• _Task_: Every line of the entries below that includes "shirt" belongs in the answer, copied as written.

• _Records for the exercise_:
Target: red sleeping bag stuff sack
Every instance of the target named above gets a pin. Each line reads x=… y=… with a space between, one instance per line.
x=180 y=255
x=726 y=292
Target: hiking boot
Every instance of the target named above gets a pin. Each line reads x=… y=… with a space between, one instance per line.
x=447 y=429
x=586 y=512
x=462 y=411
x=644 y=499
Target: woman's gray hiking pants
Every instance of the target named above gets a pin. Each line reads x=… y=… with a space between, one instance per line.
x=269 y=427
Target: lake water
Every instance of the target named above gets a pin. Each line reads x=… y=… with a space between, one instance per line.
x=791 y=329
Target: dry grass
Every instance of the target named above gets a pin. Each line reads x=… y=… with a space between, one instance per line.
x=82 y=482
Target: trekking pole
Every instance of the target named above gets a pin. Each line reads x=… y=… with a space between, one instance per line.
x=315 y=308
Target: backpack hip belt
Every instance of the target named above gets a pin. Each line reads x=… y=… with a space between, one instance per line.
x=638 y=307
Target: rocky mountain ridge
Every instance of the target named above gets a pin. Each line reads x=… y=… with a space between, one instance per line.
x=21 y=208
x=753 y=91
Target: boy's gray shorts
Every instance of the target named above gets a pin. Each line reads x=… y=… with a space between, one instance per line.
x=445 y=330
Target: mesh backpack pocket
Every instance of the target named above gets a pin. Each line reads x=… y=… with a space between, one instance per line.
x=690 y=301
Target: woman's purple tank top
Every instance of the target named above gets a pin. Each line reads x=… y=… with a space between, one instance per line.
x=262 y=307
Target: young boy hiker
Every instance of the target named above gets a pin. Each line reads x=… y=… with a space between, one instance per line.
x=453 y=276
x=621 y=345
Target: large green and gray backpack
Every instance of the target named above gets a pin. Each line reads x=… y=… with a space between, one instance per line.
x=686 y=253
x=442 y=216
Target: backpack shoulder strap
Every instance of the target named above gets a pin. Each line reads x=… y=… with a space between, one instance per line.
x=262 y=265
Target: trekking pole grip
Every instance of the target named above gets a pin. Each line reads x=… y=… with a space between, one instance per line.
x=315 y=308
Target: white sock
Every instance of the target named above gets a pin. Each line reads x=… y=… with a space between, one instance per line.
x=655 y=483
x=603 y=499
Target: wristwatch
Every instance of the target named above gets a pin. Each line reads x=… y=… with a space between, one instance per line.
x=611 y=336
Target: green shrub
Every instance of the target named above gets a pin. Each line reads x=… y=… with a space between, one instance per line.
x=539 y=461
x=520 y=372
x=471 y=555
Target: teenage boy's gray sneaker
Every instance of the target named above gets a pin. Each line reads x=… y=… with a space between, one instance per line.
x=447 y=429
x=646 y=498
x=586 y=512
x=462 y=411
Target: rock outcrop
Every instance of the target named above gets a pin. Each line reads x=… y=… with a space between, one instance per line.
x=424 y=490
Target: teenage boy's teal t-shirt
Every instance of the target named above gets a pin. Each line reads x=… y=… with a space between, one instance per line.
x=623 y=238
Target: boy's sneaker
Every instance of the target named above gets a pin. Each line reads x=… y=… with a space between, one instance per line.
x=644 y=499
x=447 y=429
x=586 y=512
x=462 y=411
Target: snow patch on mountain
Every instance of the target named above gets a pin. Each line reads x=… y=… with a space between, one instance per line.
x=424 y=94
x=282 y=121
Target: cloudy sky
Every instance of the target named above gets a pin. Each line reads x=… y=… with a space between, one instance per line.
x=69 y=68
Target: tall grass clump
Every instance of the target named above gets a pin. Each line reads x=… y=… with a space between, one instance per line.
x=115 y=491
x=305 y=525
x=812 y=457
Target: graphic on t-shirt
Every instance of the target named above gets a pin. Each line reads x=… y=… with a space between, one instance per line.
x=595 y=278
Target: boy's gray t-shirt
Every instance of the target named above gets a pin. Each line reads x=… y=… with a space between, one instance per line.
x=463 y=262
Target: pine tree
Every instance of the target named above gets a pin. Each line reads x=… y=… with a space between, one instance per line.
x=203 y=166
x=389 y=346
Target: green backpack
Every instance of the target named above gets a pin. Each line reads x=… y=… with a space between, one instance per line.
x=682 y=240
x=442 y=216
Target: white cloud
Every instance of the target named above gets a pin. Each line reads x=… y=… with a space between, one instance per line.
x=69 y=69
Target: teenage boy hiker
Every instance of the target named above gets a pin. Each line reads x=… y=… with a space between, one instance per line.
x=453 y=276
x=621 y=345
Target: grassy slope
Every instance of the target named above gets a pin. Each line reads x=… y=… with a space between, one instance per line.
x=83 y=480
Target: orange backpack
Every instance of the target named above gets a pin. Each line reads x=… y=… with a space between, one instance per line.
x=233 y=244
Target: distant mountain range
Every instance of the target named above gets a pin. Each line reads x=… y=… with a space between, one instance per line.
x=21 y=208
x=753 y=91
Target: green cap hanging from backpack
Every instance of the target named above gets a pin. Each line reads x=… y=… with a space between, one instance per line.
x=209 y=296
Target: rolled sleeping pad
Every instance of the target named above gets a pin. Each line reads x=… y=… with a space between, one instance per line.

• _Solution for this exercise_:
Target: teenage boy's teal t-shirt
Target: graphic on t-shirt
Target: boy's gray t-shirt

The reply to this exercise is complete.